### Description of the task:
Reproduce every entry below word for word, keeping the same order and line breaks.

--- BEGIN Material provided ---

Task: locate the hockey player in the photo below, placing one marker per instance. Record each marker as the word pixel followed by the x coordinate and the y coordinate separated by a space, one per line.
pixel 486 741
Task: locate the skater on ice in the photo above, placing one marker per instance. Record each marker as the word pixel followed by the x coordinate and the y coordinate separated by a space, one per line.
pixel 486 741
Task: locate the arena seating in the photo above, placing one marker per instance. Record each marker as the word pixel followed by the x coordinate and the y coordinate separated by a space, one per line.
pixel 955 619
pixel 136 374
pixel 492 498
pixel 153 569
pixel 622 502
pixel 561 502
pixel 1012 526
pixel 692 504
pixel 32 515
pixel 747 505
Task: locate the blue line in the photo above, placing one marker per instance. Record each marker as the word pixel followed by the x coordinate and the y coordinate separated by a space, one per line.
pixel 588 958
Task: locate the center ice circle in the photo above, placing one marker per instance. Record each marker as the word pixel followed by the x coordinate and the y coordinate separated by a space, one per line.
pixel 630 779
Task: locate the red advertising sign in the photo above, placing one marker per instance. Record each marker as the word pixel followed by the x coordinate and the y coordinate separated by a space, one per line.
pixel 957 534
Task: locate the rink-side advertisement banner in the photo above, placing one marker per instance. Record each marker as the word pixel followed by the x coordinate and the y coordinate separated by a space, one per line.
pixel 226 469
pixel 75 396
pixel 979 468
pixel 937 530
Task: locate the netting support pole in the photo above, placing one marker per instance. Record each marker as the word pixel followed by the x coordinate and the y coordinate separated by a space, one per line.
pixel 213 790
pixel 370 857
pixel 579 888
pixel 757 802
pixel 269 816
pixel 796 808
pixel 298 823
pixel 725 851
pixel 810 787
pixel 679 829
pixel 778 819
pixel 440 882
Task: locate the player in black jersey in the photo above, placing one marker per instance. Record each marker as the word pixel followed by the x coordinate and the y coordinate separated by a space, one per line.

--- END Material provided ---

### Solved exercise:
Task: locate the hockey player in the photo below, placing one marker per instance. Record each marker as the word pixel followed by the x coordinate and the y coordinate separated by a space, one per line.
pixel 486 741
Task: locate the skater on ice in the photo above, placing one marker per instance. Record each marker as the word pixel followed by the x coordinate and the y coordinate separated by a space, one per line.
pixel 486 741
Task: locate the arena seating in the photo above, placing one marker per instance. Record each marker as the word pixel followed by the x coordinate and the y coordinate separated by a space, one per line.
pixel 955 619
pixel 136 374
pixel 492 498
pixel 153 569
pixel 622 502
pixel 561 502
pixel 1012 526
pixel 692 504
pixel 32 515
pixel 747 505
Task: locate the blue line in the photo above, placing one marker per instance. Record each marker as the word pixel followed by the x coordinate and the y coordinate separated by a space, one per line.
pixel 588 958
Task: locate the center ice circle in the photo above, placing one marker per instance. Record each marker as the word pixel followed by the x coordinate and the y coordinate separated by a space, one per line.
pixel 630 779
Task: locate the red advertising sign in the photo above, placing one marker per instance. Record each marker as the word pixel followed by the x coordinate and the y coordinate separated by a space, one per line.
pixel 957 534
Task: locate the rink-side advertisement banner in the photo above, placing one marker per instance. Record each marker as the word pixel followed by the x coordinate and the y coordinate separated by a space, one per line.
pixel 226 469
pixel 75 396
pixel 979 468
pixel 937 530
Task: locate the netting support pole in the photo above, placing one marker per instance. Record each marker as the word pixel followed by the x coordinate and the y coordinate separated by a space, one per line.
pixel 213 790
pixel 370 857
pixel 579 888
pixel 757 802
pixel 269 816
pixel 796 808
pixel 298 823
pixel 725 851
pixel 810 787
pixel 679 829
pixel 778 819
pixel 440 882
Task: locate the player in black jersey in the photo above, placing one marker per instance. Record each marker as the word pixel followed by the x coordinate and the y coordinate separated by a space, one per line.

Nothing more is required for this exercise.